_Задание A_. В каком году, согласно отрывку об истории Усть-Бухтарминска, переводчика бухтарминской таможни Андрея Терентьевича Путинцева отправили в командировку в Китай?

_Отрывок для чтения_.
Каждая деревня, каждое село, тем более, если им под 200 лет, имеют свою историю и своих знаменитостей. Не исключение и Усть-Бухтарминск. Незаурядным человеком, но получившим известность уже в наше время, был скромный чиновник самого мелкого ранга — переводчик бухтарминской таможни Андрей Терентьевич Путинцев. В 1811 году его отправили в командировку в Китай для ознакомления с рынком сбыта и местной торговлей. Побывав в Чугучаке и Кульдже, он оставил записки с описанием пути. Теперь, спустя почти 200 лет, его дневник стал бесценным научным материалом, а сам он вошел в список исследователей-путешественников XIX века.
Видным человеком в поселке был казачий ротмистр Вершинин, после службы ставший инспектором рыбалки по Иртышу и Зайсану. Зная жизнь людей и в том числе обычаи и язык кочевых народов, он пользовался необычайной популярностью и авторитетом за свою честность и неподкупность. Знатока края и народных традиций, его не раз приглашали казахские скотоводы для разрешения споров, а народная молва присвоила его имя нескольким береговым утесам. Образ Вершинина — пример того, как создаются легенды. Уже в конце XIX века о нем забыли, но остались «быки» (утесы) на Иртыше его имени и легенда о том, как некий казак, убегая от погони, на коне перепрыгнул через Бухтарму (оставив тот самый пресловутый след конских подков).
В 1829 году случилось сразу два события: проезд пышного кортежа великого Александра Гумбольдта с остановкой в Бухтарме и водворение здесь ссыльного декабриста Муравьева-Апостола. Судя по всему, жилось Матвею Ивановичу на Бухтарме неплохо. Чудесная природа, здоровый климат, река, горы. Он поселился у Бранта — начальника местной таможни, самого зажиточного и хлебосольного жителя поселка. Дом его стоял в версте от Бухтарминска рядом с сосновой рощей на речке Селезневке. (Кстати, речка названа по имени знаменитого в Сибири разбойника и свободолюбца Селезнева, за 70 лет до этого прятавшегося здесь от властей. Ныне примерно на том месте стоит Дом отдыха «Голубой залив»). Аристократ из Петербурга, Муравьев нашел здесь себе жену из народа, дочь местного священника Марию Константинову. Нажив двух дочерей, через семь лет он был переведен в Ялуторовск, затем в Тверь, и все-таки уехал в Петербург.
Почти целый год (1852) в Усть-Бухтарминске прожил странный чужеземец, некто Альфред Киндерман из Вены, занимавшийся сбором бабочек. Вызывая насмешки и недоумение местных обывателей, с утра до вечера, а то и по ночам, бродил с сачком, занимаясь «никчемным» делом. Он открыл множество незнакомых науке бабочек, и спустя полтора столетия его имя с благоговением повторяют коллекционеры (и специалисты) всего мира.

_Извлеченные данные_.
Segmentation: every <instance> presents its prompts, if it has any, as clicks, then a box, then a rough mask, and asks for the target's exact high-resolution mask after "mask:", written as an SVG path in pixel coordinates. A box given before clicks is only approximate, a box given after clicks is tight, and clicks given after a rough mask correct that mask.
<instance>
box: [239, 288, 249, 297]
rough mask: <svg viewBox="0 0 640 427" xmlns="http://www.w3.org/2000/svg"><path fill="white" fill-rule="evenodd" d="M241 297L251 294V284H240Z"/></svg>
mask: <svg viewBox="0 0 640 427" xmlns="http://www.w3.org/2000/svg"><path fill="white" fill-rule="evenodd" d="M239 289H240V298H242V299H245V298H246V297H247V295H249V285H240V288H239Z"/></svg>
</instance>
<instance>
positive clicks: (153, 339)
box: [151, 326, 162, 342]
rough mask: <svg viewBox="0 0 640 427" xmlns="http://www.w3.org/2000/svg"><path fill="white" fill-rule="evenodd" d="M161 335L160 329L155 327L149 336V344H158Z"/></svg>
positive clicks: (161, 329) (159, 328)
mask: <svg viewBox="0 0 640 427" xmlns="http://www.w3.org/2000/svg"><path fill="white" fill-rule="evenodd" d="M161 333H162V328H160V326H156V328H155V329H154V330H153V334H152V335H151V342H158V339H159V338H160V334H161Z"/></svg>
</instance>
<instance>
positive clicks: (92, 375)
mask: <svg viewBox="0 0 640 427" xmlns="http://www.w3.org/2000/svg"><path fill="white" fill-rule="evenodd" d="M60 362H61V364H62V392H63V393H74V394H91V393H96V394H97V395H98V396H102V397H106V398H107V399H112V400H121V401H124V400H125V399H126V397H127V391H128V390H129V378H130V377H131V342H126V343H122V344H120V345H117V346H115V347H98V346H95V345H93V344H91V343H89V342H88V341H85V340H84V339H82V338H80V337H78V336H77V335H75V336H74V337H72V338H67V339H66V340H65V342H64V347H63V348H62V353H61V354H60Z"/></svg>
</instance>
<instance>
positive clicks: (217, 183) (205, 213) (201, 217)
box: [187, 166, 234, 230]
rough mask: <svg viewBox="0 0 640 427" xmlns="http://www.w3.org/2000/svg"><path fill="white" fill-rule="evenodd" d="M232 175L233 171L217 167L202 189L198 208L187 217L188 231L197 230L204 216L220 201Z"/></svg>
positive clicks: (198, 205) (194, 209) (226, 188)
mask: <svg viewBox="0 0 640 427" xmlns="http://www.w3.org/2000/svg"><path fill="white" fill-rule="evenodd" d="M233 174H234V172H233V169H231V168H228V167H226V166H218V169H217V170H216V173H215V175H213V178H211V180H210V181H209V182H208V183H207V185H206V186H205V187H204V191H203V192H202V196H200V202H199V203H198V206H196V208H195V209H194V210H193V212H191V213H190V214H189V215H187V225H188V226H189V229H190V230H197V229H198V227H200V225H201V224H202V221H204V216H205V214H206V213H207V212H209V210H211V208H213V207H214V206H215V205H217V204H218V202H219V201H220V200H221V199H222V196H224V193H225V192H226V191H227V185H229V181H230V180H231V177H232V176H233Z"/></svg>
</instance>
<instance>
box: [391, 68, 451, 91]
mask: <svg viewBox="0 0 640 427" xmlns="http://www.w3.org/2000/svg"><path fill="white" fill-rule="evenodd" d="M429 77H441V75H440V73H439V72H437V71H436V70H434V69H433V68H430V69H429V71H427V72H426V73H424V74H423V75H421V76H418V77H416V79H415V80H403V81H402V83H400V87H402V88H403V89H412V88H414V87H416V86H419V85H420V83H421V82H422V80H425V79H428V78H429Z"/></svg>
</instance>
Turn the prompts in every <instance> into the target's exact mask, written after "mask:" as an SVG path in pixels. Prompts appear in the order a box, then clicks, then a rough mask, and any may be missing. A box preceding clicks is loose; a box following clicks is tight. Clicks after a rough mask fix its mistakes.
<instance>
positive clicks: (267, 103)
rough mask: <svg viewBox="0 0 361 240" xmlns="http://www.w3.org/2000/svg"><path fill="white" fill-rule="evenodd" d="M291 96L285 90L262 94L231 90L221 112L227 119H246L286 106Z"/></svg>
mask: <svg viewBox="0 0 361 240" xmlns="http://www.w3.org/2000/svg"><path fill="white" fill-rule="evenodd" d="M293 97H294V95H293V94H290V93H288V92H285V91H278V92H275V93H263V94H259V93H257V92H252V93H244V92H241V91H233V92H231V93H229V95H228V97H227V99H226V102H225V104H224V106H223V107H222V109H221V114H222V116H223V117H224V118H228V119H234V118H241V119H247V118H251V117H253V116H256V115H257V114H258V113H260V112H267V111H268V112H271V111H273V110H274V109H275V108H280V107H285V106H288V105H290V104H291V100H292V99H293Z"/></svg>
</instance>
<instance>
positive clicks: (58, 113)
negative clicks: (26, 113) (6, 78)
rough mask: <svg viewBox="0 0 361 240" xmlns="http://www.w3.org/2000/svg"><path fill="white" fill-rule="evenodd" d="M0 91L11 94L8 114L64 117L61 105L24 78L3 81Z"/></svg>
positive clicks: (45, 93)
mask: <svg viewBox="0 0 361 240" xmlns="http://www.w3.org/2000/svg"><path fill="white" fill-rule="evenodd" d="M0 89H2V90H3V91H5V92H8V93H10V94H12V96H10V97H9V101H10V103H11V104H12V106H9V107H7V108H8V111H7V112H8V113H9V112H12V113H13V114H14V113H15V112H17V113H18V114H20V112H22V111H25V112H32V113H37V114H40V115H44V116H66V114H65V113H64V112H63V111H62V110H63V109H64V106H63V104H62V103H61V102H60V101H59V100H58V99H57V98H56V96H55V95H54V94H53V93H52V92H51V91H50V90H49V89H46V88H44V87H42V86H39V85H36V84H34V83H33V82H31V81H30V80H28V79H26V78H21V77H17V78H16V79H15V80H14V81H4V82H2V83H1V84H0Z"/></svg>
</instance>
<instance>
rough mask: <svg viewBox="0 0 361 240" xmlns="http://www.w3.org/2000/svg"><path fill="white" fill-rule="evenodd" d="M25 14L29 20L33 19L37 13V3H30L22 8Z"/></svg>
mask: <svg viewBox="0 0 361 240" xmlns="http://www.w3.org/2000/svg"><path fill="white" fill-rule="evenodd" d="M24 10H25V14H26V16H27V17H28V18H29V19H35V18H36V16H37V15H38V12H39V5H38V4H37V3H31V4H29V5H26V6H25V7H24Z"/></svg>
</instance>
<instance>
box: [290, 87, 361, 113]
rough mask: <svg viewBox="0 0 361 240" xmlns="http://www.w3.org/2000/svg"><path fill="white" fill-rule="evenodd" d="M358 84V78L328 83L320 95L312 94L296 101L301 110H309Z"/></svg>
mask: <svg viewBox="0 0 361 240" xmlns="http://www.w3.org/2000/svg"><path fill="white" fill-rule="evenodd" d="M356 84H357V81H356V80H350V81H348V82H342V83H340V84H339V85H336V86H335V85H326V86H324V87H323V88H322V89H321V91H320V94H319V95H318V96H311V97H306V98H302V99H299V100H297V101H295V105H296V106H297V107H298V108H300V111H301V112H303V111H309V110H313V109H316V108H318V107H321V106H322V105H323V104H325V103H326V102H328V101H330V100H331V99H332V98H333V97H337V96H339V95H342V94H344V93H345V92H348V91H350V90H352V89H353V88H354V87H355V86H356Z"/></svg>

_Задание B_. Сколько строк листинга содержат строку "tight"? Укажите только число.

_Итоговый ответ A_. В 1811 году.

_Итоговый ответ B_. 2